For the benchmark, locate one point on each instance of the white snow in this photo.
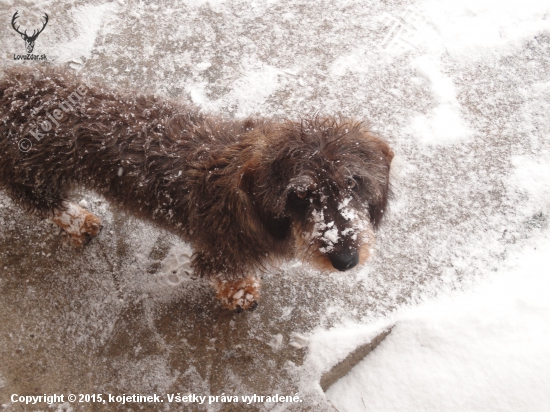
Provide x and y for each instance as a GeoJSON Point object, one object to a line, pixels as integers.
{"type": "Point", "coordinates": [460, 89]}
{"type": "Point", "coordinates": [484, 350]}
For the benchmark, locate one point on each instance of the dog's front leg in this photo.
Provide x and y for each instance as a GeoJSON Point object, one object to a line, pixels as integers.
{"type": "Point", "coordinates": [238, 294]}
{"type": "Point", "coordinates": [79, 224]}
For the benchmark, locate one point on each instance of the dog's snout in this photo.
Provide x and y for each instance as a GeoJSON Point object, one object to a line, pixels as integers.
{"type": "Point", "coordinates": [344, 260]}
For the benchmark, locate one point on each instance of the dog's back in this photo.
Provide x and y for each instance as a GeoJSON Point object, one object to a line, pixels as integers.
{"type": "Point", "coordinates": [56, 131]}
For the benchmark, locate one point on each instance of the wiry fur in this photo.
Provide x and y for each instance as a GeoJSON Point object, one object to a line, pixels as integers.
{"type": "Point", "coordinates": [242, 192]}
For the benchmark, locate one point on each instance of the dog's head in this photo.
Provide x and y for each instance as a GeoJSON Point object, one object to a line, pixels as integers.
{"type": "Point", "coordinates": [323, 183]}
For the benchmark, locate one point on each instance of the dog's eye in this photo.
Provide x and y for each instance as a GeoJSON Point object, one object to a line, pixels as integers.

====

→ Exercise description
Give every line of the listing above as a numbered list, omitting blank lines and leaving out the pictures.

→ Solution to the problem
1. For the benchmark, locate one point on each instance of the white snow in this photo.
2. Provide x and y for each instance as a GeoJSON Point object, one object to a line, pixels as integers.
3. {"type": "Point", "coordinates": [460, 89]}
4. {"type": "Point", "coordinates": [484, 350]}
5. For the benchmark, locate one point on each instance of the dog's front leg in this photo.
6. Provide x and y for each instance as a GeoJSON Point object, one object to a line, pixels as integers.
7. {"type": "Point", "coordinates": [238, 294]}
8. {"type": "Point", "coordinates": [79, 224]}
9. For the benchmark, locate one point on each instance of the dog's snout in this photo.
10. Provide x and y for each instance as a GeoJSON Point object, one object to a line, pixels as integers.
11. {"type": "Point", "coordinates": [344, 260]}
12. For the benchmark, locate one point on each instance of the dog's back in this photo.
13. Provide x and y for each instance as a GeoJSON Point object, one object to a line, pixels as integers.
14. {"type": "Point", "coordinates": [56, 131]}
15. For the benchmark, locate one point on each instance of the wiry fur in this photo.
16. Provide x and y for each instance as a GeoJSON Point object, one object to a line, pixels as integers.
17. {"type": "Point", "coordinates": [242, 192]}
18. For the benchmark, locate one point on each instance of the dog's head in this photo.
19. Provide x and y for each instance as a GeoJSON Point object, one object to a line, pixels as integers.
20. {"type": "Point", "coordinates": [323, 183]}
21. For the benchmark, locate one point on each instance of the dog's eye in this photo.
22. Provide x and y for each instance as a GeoJSON Point object, one object to a line, pixels as integers.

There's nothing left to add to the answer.